[PROBLEM TO WORK ON]
Pictures stay out; everything else in the records below is copied exactly.

**** RECORDS FOR THE TASK ****

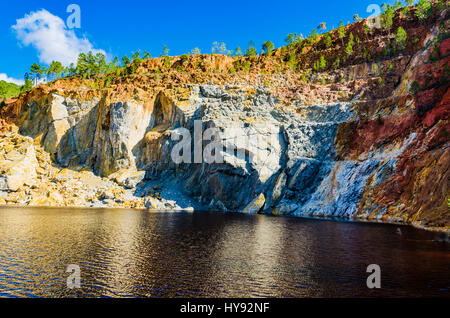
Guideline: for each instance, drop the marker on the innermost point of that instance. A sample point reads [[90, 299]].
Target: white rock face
[[270, 159], [18, 170]]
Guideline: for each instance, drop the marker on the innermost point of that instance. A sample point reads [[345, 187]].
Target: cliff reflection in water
[[135, 253]]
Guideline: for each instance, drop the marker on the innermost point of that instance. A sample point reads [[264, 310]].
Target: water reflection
[[134, 253]]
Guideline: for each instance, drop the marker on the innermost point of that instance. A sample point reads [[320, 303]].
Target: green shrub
[[268, 47]]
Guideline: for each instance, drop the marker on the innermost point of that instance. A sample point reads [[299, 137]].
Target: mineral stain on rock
[[335, 145]]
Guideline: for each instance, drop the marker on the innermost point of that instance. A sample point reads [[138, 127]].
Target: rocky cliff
[[365, 137]]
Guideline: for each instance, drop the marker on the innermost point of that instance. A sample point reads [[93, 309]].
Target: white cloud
[[4, 77], [49, 35]]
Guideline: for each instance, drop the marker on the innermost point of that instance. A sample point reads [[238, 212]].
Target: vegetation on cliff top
[[316, 53]]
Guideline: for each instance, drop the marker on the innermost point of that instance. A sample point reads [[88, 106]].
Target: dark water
[[135, 253]]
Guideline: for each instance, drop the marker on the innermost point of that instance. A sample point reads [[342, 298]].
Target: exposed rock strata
[[334, 149]]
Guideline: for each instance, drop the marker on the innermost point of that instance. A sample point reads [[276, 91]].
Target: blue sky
[[121, 27]]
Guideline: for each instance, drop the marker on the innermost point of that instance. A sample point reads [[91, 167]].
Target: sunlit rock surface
[[340, 148]]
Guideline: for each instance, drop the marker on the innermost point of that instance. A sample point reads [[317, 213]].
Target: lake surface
[[127, 253]]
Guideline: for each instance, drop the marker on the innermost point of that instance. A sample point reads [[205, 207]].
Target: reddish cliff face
[[383, 108]]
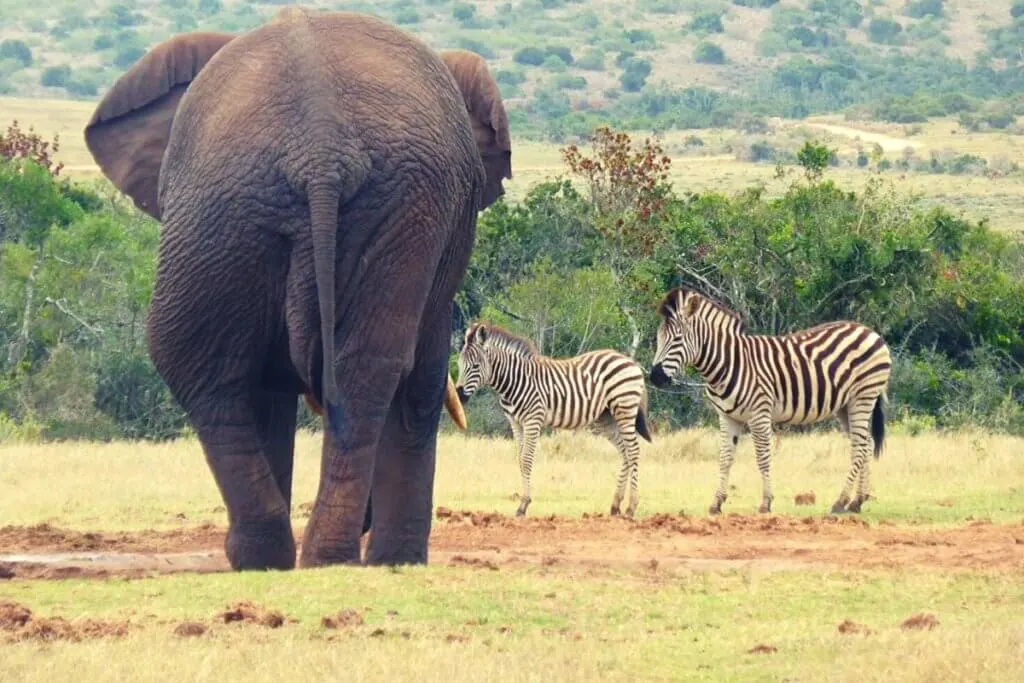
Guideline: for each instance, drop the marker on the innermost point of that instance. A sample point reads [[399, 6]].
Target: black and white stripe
[[602, 390], [838, 369]]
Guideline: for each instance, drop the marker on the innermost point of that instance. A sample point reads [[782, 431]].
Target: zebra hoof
[[839, 508]]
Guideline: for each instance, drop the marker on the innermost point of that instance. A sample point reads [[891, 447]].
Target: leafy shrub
[[707, 23], [530, 55], [922, 8], [554, 62], [55, 77], [885, 31], [561, 52], [568, 82], [641, 39], [463, 11], [15, 50], [592, 59], [127, 56], [474, 45], [709, 53]]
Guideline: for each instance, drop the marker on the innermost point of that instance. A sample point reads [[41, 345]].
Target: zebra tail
[[642, 420], [878, 426]]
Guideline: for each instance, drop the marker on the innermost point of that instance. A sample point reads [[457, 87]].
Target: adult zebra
[[837, 369], [603, 390]]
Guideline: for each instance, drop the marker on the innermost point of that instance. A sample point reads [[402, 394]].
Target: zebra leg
[[761, 432], [859, 416], [729, 433], [624, 471], [528, 444]]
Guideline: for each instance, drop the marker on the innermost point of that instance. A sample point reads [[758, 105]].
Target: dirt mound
[[807, 498], [18, 623], [762, 649], [921, 622], [250, 612], [47, 538], [189, 629], [345, 617], [473, 562], [848, 628]]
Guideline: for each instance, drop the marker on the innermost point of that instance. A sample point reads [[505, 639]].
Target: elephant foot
[[716, 507], [265, 544], [839, 507], [854, 506]]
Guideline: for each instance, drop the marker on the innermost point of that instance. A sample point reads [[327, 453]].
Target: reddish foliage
[[629, 185], [16, 143]]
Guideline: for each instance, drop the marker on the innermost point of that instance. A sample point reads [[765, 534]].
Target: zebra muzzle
[[657, 376]]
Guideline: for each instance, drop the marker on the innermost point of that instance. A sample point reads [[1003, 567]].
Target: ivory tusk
[[454, 406]]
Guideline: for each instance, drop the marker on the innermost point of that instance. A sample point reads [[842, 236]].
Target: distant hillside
[[565, 63]]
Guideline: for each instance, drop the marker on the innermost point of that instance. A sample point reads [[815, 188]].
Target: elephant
[[317, 181]]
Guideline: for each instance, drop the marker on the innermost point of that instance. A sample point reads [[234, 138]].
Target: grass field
[[998, 199], [556, 596]]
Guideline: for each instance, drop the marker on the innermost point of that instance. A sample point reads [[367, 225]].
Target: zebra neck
[[508, 371], [719, 361]]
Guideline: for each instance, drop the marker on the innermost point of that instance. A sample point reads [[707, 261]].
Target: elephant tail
[[324, 200]]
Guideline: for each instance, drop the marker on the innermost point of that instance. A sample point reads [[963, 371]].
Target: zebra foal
[[603, 390], [837, 369]]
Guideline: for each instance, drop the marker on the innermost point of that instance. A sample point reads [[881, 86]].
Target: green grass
[[526, 622], [933, 478], [539, 625]]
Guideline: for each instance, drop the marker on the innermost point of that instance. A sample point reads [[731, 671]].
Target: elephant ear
[[130, 128], [486, 112]]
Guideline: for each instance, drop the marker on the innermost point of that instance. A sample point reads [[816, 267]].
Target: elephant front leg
[[403, 475], [347, 461], [259, 534]]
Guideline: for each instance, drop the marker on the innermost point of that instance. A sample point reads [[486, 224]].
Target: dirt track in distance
[[495, 541]]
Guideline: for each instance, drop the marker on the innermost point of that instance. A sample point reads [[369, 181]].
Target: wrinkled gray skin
[[317, 181]]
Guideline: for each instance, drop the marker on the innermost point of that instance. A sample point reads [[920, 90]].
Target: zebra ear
[[690, 305]]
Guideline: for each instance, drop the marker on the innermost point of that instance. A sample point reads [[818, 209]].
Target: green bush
[[15, 50], [885, 31], [463, 11], [530, 55], [55, 77], [707, 23], [922, 8], [592, 59], [709, 53]]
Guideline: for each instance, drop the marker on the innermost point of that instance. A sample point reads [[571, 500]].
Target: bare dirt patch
[[250, 612], [922, 622], [18, 624], [493, 541]]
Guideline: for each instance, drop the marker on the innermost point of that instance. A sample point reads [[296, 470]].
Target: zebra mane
[[508, 341], [675, 297]]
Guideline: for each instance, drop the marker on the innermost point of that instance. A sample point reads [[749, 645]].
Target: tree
[[629, 193], [709, 53], [15, 50]]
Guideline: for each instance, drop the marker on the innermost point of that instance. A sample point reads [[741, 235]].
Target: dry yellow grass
[[133, 486]]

****

[OUTPUT OF THE EXERCISE]
Guideline: for each instance, drop the marker on the innermost point of that instance. A sample point reads [[90, 299]].
Target: white rock face
[[270, 159], [18, 170]]
Guideline: for each instance, drop the marker on the innermost point of that instance. A sample point reads [[345, 187]].
Target: cliff reflection in water
[[135, 253]]
Guideline: for each instance, drop the marker on the innermost point of that instance. A sample point reads [[264, 310]].
Target: water reflection
[[134, 253]]
Guideline: for each instance, drop the marker on the innermost point of that instance. A sample point reads [[320, 303]].
Target: green shrub
[[268, 47]]
Guideline: for each instance, drop the marker on the innermost point of that instance. A sample point reads [[299, 137]].
Target: mineral stain on rock
[[335, 145]]
Guideline: for each instance, drop the marker on the innermost point of that instance. A sample point reads [[138, 127]].
Target: rocky cliff
[[365, 137]]
Guideline: for each instance, drop the marker on the innermost point of that instance. A sample point reads [[93, 309]].
Target: white cloud
[[4, 77], [49, 35]]
Guideline: for each instance, drop the marker on the innermost point of that instance. A sample point reads [[238, 212]].
Target: vegetation on cliff top
[[316, 53]]
Guideline: for each instance, drop the marker on the innermost point of that instance. A sample point reads [[88, 106]].
Target: dark water
[[135, 253]]
Guideline: for each instance, drop the marker on the innermost point of that instance. A sample point reads [[342, 298]].
Target: exposed rock strata
[[334, 149]]
Guideline: for each instance, drop the marker on the innermost point of that instance. A sample point reads [[276, 91]].
Target: blue sky
[[121, 27]]
Guideline: for each instance, drop the marker on the innermost point of that instance. A sample point reads [[91, 167]].
Target: sunlit rock surface
[[340, 148]]
Guideline: for each instance, drop the marker on the innermost point of that instance. A sample point reads [[317, 213]].
Target: lake surface
[[127, 253]]
Guideline: for each instance, drop the marker on the innermost point of that instance. A sample point reads [[205, 207]].
Target: reddish cliff face
[[383, 108]]
Guideline: for each instance, drop the marker on the innermost point of that instance. A sample point reads [[399, 6]].
Target: black and white stripe
[[602, 390], [838, 369]]
Guideline: for each instance, drop the marker on the innermost point of that instance. A sample point reads [[782, 431]].
Target: zebra hoof
[[839, 508]]
Guideline: for each instance, drop the marker on the innermost point of that instance. A sample point reads [[891, 447]].
Target: leafy shrub
[[707, 23], [530, 55], [922, 8], [554, 62], [55, 77], [885, 31], [561, 52], [568, 82], [641, 39], [463, 11], [15, 50], [592, 59], [127, 56], [474, 45], [709, 53]]
Guideline: for each instance, drop the marker on the innermost point of that instance. A sample point reads [[41, 345]].
Target: zebra tail
[[642, 420], [878, 426]]
Guideline: for each instance, drop the marker on the innermost point of that instance. A sample point reads [[457, 87]].
Target: adult zebra
[[837, 369], [603, 390]]
Guideline: for each instance, drop the marker on the innermost point of that instance. A sample point reads [[402, 394]].
Target: zebra leg
[[761, 432], [859, 416], [729, 433], [624, 471], [528, 444]]
Guideline: for each instance, drop the marker on the innermost point of that instance. A sample point reads [[758, 105]].
Target: dirt mound
[[807, 498], [18, 623], [762, 649], [921, 622], [250, 612], [47, 538], [189, 629], [345, 617], [473, 562], [848, 628]]
Guideline: for each instance, drop the marker on the innermost point of that instance. A sample point reads [[505, 639]].
Target: elephant foot
[[716, 507], [265, 544], [839, 507], [854, 506]]
Guideline: for each instance, drop the marker on the innermost point of that instance. A sample point reads [[327, 453]].
Target: reddish foliage
[[629, 185], [16, 143]]
Guideline: for each instance, drop the marker on the innermost point of that instance. A sample point reads [[765, 534]].
Target: zebra muzzle
[[657, 376]]
Guideline: for each instance, drop the marker on the innermost point of that instance. A sample point reads [[1003, 567]].
Target: ivory tusk
[[454, 406]]
Guideline: for each instance, drop the marker on the innermost point of that instance. A sample point reads [[842, 236]].
Target: distant hillside
[[565, 63]]
Guideline: for each instance, drop the marker on the innermost point of that instance. A sample point reads [[815, 188]].
Target: elephant
[[317, 181]]
Guideline: for each instance, drop the marker on the innermost point of that instance. A sample point reads [[234, 138]].
Target: grass field
[[998, 199], [556, 596]]
Guideline: for each instance, drop the marker on the innermost point of that instance. A sample point reads [[367, 225]].
Target: zebra neck
[[508, 371], [719, 361]]
Guideline: for each instance, drop the marker on the innermost point of that instance. A sample point reads [[707, 261]].
Target: elephant tail
[[324, 200]]
Guideline: for each instance, drop the marker on the innermost point of that instance. A sample point reads [[963, 371]].
Target: zebra foal
[[603, 390], [837, 369]]
Guideline: for each instance, drop the marker on the innermost point of that instance. A sample point reads [[881, 86]].
Target: green grass
[[526, 622], [933, 478], [539, 625]]
Guideline: for each instance, drop the marker on the innermost point of that instance. A sample point reads [[731, 671]].
Target: elephant ear
[[130, 128], [486, 112]]
Guideline: for each instance, drop the marker on the innermost point of that instance. A sample point reads [[816, 267]].
Target: elephant front leg
[[403, 475], [347, 461], [259, 534]]
Guideline: for each instance, drop the marker on the innermost point of that instance. A sample point reads [[486, 224]].
Target: dirt track in distance
[[495, 541]]
Guideline: for each instance, drop the marker on the innermost point of that instance. A sample point reads [[369, 181]].
Target: wrinkled gray skin
[[317, 181]]
Guideline: for each instance, drop the marker on the innermost point of that instance. A sample point reads [[920, 90]].
Target: zebra ear
[[690, 305]]
Guideline: for each instance, drop the marker on the innermost point of that instance. A sample point reads [[818, 209]].
Target: green bush
[[15, 50], [885, 31], [463, 11], [530, 55], [55, 77], [707, 23], [922, 8], [592, 59], [709, 53]]
Guideline: for each instance, drop the marker on the innermost point of that instance. A sample point reads [[571, 500]].
Target: bare dirt patch
[[250, 612], [922, 622], [18, 624], [493, 541]]
Guideline: for each instance, drop the marker on the innermost point of that instance. A sample point reads [[296, 470]].
Target: zebra mane
[[508, 341], [675, 297]]
Guideline: for each instance, drop the marker on the innermost point of that instance. A sample point reads [[749, 645]].
Target: tree
[[629, 193], [709, 53], [15, 50]]
Guideline: for each instance, drop the marker on the innermost point of that instance. A sample point reads [[741, 235]].
Target: dry yellow grass
[[133, 486]]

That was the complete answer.